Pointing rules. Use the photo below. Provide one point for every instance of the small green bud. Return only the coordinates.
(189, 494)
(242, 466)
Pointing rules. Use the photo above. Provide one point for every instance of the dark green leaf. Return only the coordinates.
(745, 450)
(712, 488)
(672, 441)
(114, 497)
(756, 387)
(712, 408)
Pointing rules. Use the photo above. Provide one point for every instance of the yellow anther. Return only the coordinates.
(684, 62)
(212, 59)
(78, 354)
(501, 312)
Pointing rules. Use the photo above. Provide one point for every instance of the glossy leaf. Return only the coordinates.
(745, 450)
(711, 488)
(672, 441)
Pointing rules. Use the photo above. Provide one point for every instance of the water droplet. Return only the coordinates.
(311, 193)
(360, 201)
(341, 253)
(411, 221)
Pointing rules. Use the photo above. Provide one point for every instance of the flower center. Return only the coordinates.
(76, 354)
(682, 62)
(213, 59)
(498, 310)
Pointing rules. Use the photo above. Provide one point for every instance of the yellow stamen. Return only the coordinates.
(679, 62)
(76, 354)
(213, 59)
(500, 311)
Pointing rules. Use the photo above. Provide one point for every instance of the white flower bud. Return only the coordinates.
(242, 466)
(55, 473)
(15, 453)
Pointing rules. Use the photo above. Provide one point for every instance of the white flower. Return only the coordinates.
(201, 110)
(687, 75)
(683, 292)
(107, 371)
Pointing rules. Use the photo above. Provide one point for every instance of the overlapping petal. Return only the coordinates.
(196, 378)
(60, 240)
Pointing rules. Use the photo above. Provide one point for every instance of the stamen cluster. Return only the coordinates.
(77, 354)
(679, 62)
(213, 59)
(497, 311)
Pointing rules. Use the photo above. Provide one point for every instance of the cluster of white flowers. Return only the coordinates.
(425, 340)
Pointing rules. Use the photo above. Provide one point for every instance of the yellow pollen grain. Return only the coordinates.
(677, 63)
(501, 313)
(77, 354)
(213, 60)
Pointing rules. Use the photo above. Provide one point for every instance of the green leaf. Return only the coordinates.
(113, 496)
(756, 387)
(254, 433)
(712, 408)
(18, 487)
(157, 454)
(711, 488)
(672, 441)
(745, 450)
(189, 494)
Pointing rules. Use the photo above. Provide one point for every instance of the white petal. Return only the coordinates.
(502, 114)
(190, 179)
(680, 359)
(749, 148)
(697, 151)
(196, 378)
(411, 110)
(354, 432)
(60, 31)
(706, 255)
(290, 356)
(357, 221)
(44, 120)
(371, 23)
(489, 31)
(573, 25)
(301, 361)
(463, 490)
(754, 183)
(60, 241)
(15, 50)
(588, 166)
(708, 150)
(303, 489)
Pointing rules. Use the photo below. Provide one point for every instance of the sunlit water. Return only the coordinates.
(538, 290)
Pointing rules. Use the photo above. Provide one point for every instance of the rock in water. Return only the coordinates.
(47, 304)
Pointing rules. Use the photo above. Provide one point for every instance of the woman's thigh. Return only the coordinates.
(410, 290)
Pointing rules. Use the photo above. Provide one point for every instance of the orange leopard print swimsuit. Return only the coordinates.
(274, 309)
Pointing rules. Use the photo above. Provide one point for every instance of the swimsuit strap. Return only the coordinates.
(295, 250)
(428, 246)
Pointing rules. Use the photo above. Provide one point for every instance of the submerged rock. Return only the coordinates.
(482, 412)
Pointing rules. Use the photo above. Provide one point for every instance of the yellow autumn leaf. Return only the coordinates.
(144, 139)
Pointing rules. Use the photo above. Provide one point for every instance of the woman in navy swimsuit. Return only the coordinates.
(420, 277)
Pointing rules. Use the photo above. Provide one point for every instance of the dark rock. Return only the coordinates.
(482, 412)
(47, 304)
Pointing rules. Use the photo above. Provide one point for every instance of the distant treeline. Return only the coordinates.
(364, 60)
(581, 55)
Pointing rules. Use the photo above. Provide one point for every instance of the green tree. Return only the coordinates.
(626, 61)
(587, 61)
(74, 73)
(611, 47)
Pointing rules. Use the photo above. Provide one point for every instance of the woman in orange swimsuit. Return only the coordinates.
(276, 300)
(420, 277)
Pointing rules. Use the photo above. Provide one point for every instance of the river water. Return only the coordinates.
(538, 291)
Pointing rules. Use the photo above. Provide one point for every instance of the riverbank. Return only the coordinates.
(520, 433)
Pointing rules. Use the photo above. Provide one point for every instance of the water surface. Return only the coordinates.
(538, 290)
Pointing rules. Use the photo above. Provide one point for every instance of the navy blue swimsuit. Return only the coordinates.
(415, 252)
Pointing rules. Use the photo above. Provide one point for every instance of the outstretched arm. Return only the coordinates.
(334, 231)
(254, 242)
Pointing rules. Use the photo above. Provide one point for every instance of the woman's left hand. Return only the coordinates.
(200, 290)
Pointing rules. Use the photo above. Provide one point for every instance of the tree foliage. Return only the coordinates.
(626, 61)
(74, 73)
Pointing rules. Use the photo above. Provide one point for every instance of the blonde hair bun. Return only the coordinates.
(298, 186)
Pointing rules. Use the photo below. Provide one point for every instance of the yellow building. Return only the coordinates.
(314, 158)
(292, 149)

Requirements :: Reproduce word for word the part of the records above that opens with the line containing "river water. Return only the coordinates." and runs through the last line of the records.

Exercise output ::
Pointing rules. Use the photo above. Provide one point for every instance of the river water. Return only the coordinates.
(538, 291)
Pointing rules. Use the photo above. Provide one point for every instance of the riverbank. Return only the coordinates.
(520, 433)
Pointing rules. Use the photo above. Provide one point for every instance of the water surface. Return only the coordinates.
(538, 290)
Pointing rules. Use the photo above. Provide one point for every instance of the navy blue swimsuit. Return only the coordinates.
(415, 252)
Pointing rules. Use the photo above. Provide one point for every instance of the outstretched arm. Return only the coordinates.
(334, 231)
(254, 242)
Pointing rules. Use the photo above. Provide one point for every instance of the woman's left hand. Return only the coordinates.
(200, 290)
Pointing rules. Use the photo above. Provide one point for every instance of the tree foliage. Return only the coordinates.
(626, 61)
(74, 73)
Pointing rules. Use the photo above. Provide one point for every instance of the blonde hair bun. Return only the coordinates.
(298, 186)
Pointing rules. Use the photo below. Provide one point for every instance of the yellow building. Return only the coordinates.
(314, 158)
(292, 149)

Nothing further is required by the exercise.